▶ 任务要求
请报告下方条目中所有含有字符串“post”的行，并将这些行逐一完整抄录。匹配时区分大小写。
======== 输入数据 ========
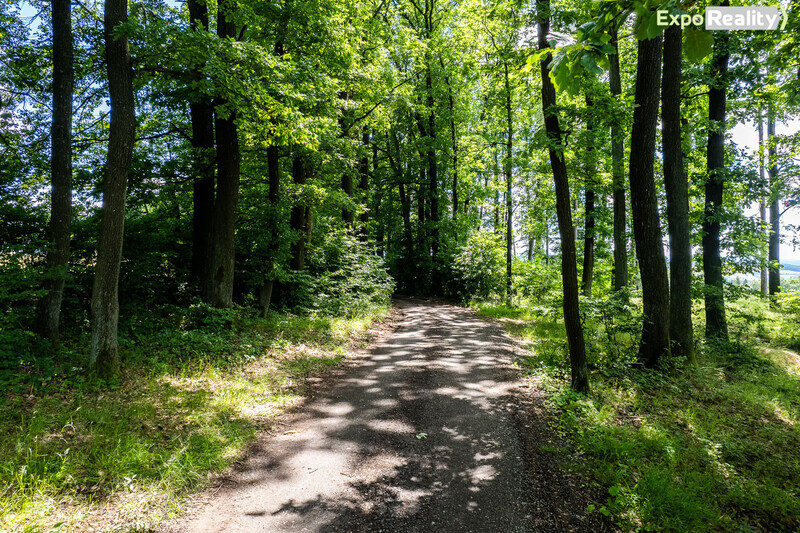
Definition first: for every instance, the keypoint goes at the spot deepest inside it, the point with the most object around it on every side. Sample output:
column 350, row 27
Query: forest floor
column 431, row 428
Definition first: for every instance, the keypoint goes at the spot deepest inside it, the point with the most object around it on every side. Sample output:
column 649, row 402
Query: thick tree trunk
column 104, row 357
column 569, row 269
column 762, row 204
column 716, row 325
column 507, row 170
column 677, row 188
column 202, row 117
column 618, row 176
column 644, row 205
column 48, row 311
column 220, row 292
column 774, row 209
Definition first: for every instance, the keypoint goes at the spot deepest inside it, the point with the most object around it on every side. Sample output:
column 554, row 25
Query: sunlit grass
column 714, row 448
column 188, row 404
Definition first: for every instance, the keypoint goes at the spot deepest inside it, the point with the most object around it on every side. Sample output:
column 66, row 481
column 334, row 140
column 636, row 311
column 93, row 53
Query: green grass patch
column 714, row 448
column 196, row 388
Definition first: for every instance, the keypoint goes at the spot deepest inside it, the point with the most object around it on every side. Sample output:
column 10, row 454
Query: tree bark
column 716, row 324
column 762, row 204
column 48, row 310
column 297, row 219
column 569, row 269
column 618, row 176
column 677, row 189
column 644, row 205
column 202, row 117
column 220, row 293
column 589, row 214
column 774, row 209
column 104, row 356
column 507, row 170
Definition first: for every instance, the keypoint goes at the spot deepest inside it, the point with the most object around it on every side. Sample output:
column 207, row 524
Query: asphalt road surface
column 423, row 433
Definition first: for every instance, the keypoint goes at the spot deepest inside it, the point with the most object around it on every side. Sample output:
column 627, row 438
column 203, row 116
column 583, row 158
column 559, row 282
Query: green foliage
column 197, row 387
column 478, row 267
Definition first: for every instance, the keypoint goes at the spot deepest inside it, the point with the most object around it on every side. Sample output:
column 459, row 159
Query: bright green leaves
column 697, row 44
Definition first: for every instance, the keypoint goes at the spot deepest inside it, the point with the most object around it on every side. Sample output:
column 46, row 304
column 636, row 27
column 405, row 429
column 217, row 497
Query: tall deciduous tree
column 644, row 205
column 677, row 188
column 618, row 174
column 104, row 356
column 569, row 269
column 716, row 324
column 220, row 290
column 201, row 112
column 49, row 308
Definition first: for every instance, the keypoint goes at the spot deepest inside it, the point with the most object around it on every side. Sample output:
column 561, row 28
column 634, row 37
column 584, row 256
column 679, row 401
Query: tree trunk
column 618, row 176
column 677, row 188
column 297, row 219
column 774, row 209
column 48, row 310
column 507, row 170
column 644, row 205
column 762, row 204
column 589, row 214
column 569, row 269
column 104, row 357
column 220, row 293
column 716, row 325
column 202, row 117
column 363, row 185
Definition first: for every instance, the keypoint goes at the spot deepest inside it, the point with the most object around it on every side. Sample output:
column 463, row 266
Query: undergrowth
column 197, row 386
column 713, row 448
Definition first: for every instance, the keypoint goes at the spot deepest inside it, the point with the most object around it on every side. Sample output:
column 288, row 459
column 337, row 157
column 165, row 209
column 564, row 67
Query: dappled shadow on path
column 419, row 435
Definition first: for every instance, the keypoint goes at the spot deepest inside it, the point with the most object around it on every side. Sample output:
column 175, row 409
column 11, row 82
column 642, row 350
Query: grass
column 196, row 389
column 716, row 448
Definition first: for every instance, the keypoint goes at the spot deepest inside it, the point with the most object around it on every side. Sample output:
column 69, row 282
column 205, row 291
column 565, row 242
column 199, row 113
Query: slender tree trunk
column 48, row 310
column 716, row 324
column 762, row 204
column 220, row 293
column 618, row 176
column 646, row 222
column 297, row 219
column 774, row 209
column 363, row 185
column 677, row 188
column 589, row 217
column 273, row 175
column 507, row 170
column 569, row 269
column 202, row 117
column 104, row 357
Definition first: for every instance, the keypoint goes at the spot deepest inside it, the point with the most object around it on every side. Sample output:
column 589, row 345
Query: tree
column 774, row 209
column 49, row 307
column 716, row 324
column 569, row 269
column 655, row 342
column 104, row 356
column 220, row 289
column 618, row 173
column 677, row 189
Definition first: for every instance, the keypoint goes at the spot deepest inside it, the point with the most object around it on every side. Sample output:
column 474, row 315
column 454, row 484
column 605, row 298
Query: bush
column 478, row 268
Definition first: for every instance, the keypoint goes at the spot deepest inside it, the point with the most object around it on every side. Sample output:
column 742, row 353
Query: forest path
column 428, row 431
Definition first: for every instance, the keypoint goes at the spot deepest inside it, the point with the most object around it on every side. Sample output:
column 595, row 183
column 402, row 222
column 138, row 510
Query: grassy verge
column 715, row 448
column 196, row 389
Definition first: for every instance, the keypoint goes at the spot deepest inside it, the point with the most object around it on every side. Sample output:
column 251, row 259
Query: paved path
column 418, row 435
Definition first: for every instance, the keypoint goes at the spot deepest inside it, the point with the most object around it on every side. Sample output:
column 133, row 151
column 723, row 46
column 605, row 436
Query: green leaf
column 590, row 64
column 697, row 44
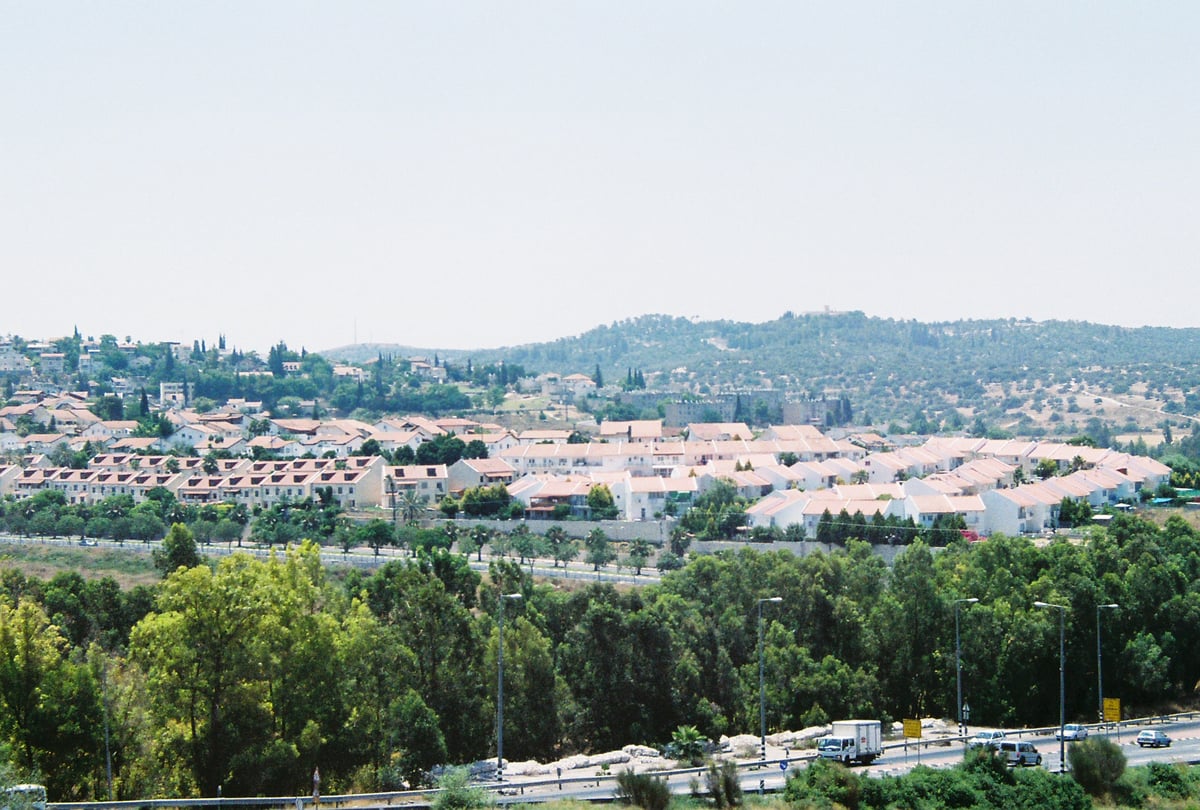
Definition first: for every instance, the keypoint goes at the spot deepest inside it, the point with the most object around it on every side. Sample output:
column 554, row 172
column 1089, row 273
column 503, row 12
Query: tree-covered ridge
column 249, row 673
column 895, row 370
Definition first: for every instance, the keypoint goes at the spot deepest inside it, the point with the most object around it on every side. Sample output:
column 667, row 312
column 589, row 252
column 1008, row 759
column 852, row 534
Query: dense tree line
column 249, row 673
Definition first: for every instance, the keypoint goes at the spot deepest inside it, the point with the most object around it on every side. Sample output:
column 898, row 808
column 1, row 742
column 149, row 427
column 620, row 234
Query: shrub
column 1168, row 780
column 723, row 784
column 457, row 793
column 642, row 790
column 1096, row 763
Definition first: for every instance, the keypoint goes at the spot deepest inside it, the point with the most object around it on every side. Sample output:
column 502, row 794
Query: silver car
column 1153, row 739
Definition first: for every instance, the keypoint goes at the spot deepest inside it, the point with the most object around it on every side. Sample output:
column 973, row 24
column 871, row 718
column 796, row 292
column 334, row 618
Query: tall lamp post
column 1062, row 681
column 958, row 657
column 1099, row 676
column 762, row 687
column 499, row 693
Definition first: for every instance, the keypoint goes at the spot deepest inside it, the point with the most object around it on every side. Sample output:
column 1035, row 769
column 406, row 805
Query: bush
column 457, row 793
column 1096, row 763
column 723, row 784
column 642, row 790
column 1168, row 780
column 826, row 783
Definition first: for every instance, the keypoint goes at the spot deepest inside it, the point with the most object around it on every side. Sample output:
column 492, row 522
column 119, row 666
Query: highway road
column 897, row 760
column 361, row 558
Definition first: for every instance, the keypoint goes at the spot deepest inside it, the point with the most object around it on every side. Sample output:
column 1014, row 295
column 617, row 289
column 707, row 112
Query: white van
column 1018, row 753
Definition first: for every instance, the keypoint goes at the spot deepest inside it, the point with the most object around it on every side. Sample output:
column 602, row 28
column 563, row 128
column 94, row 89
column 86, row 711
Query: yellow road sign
column 1113, row 709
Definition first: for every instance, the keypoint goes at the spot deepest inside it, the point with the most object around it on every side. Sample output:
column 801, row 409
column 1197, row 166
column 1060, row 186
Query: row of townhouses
column 792, row 474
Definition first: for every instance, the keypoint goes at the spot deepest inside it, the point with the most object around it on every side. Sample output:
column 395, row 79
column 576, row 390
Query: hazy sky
column 480, row 174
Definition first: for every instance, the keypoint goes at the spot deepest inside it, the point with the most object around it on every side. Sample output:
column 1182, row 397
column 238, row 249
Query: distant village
column 790, row 474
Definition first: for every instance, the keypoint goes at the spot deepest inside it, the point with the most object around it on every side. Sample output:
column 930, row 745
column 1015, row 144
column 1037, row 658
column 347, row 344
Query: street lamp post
column 958, row 657
column 1062, row 681
column 762, row 687
column 499, row 693
column 1099, row 676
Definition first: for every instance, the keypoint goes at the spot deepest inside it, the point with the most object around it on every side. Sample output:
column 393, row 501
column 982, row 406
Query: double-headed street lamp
column 1062, row 681
column 762, row 688
column 499, row 693
column 958, row 655
column 1099, row 677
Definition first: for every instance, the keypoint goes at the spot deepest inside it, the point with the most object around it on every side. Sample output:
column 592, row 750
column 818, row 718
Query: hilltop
column 1025, row 377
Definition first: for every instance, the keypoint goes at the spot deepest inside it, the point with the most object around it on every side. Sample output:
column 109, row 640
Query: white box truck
column 852, row 741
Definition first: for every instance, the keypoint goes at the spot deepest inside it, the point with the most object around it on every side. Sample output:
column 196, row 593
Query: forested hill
column 892, row 366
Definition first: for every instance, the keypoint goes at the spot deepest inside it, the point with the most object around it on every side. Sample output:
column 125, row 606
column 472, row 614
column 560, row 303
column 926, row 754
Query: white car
column 987, row 739
column 1153, row 738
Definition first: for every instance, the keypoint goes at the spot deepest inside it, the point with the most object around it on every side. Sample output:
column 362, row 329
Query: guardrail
column 509, row 791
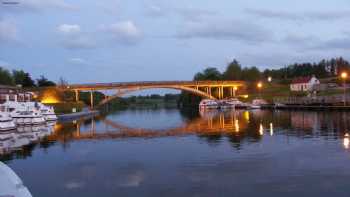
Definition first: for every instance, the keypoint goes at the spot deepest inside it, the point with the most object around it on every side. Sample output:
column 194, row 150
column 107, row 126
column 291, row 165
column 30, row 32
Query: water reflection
column 214, row 127
column 237, row 126
column 12, row 141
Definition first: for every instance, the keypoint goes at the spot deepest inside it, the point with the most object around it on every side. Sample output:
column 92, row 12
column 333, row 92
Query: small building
column 13, row 93
column 304, row 84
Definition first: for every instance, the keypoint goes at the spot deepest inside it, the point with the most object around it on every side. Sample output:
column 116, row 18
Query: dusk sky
column 143, row 40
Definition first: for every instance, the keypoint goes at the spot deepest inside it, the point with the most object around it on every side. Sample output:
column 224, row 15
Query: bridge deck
column 94, row 86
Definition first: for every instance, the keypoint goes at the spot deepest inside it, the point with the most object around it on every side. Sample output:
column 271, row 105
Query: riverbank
column 77, row 115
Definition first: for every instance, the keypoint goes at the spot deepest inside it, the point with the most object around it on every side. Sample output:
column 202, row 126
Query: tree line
column 24, row 79
column 235, row 71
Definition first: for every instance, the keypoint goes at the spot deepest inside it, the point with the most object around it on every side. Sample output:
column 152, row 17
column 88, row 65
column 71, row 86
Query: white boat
column 11, row 184
column 232, row 103
column 48, row 112
column 6, row 122
column 208, row 104
column 257, row 103
column 28, row 117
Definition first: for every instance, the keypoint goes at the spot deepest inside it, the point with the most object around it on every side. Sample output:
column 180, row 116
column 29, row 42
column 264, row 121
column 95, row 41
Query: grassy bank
column 67, row 107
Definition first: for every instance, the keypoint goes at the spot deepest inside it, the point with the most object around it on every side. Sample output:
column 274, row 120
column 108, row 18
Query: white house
column 303, row 84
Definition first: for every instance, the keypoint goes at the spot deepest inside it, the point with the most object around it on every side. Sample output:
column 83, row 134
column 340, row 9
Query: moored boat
column 6, row 122
column 257, row 103
column 208, row 104
column 11, row 184
column 28, row 117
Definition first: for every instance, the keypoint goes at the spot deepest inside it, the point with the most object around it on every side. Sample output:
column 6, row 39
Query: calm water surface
column 168, row 152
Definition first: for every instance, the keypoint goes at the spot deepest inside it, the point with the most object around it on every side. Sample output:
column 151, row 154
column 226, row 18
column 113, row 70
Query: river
column 172, row 152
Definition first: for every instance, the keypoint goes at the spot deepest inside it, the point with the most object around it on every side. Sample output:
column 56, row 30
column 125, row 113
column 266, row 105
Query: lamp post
column 344, row 76
column 269, row 79
column 259, row 86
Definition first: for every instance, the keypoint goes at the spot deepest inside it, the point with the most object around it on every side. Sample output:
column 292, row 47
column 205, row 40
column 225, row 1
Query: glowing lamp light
column 346, row 141
column 49, row 97
column 269, row 79
column 344, row 75
column 261, row 130
column 271, row 129
column 259, row 85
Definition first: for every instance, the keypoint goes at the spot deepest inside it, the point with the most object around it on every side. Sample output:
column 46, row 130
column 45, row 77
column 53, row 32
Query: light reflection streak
column 261, row 129
column 346, row 141
column 271, row 129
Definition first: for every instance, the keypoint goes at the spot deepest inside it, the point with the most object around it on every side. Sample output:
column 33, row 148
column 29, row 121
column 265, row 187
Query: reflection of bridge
column 207, row 89
column 222, row 123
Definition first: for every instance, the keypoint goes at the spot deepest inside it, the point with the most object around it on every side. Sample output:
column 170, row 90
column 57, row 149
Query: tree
column 62, row 82
column 22, row 78
column 5, row 77
column 44, row 82
column 233, row 71
column 209, row 73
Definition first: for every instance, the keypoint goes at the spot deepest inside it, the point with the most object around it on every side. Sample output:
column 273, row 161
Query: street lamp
column 259, row 86
column 344, row 76
column 269, row 79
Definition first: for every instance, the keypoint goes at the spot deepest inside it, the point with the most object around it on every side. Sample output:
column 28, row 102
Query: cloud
column 35, row 5
column 72, row 37
column 194, row 14
column 188, row 13
column 69, row 29
column 79, row 42
column 74, row 185
column 225, row 29
column 154, row 11
column 125, row 32
column 342, row 43
column 78, row 61
column 8, row 31
column 312, row 15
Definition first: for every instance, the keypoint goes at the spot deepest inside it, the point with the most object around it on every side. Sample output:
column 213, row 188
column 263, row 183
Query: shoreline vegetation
column 325, row 70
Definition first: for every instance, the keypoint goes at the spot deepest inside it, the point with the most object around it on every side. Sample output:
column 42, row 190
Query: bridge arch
column 182, row 88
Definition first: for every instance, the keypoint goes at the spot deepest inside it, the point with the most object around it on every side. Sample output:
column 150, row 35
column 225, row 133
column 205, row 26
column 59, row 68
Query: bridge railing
column 154, row 83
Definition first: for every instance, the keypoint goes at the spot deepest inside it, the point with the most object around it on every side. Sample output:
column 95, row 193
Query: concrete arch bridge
column 205, row 89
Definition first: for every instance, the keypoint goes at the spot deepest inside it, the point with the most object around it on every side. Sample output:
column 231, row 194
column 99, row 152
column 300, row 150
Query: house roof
column 301, row 80
column 8, row 87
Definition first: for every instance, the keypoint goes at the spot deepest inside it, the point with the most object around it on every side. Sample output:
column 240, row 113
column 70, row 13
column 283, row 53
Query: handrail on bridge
column 150, row 83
========
▶ 本题作答
Query: tall lamp post
Query: street lamp post
Query: lamp post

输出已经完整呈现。